→ **EXERCISE AIM**: Please render everything from the line containing "of the takahe" down to the last of the items as a Markdown table with the columns Row and Line. Give each line its own numbered row, leave out blank lines, and include nothing outside that span.

****************************************

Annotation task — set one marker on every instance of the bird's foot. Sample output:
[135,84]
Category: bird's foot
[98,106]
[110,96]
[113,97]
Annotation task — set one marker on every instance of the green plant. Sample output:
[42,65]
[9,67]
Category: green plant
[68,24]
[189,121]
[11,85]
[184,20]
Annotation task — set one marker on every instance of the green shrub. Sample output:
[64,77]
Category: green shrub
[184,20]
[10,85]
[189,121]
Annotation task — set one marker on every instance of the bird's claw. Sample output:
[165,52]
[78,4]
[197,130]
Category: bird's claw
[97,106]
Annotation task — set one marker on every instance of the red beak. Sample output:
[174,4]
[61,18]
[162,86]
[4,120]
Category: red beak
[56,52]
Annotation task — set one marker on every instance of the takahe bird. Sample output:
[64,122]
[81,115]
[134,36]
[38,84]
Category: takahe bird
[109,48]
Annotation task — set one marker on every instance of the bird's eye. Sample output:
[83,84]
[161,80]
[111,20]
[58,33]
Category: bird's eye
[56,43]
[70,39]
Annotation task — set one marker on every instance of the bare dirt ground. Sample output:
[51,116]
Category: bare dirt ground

****************************************

→ **EXPECTED ANSWER**:
| Row | Line |
|---|---|
| 1 | Annotation task — set one marker on every instance of the takahe bird. Sample output: |
| 2 | [64,122] |
| 3 | [81,115] |
| 4 | [134,36] |
| 5 | [38,84] |
| 6 | Category: takahe bird |
| 7 | [109,48] |
| 8 | Annotation task — set one marker on every instance of the bird's eye. Sample output: |
| 9 | [83,84] |
| 10 | [161,80] |
| 11 | [111,20] |
| 12 | [58,33] |
| 13 | Category: bird's eye |
| 14 | [56,43] |
| 15 | [70,39] |
| 16 | Annotation task — set one marker on every instance of the bare dirt ground. Sample output: |
| 17 | [51,116] |
| 18 | Category: bare dirt ground |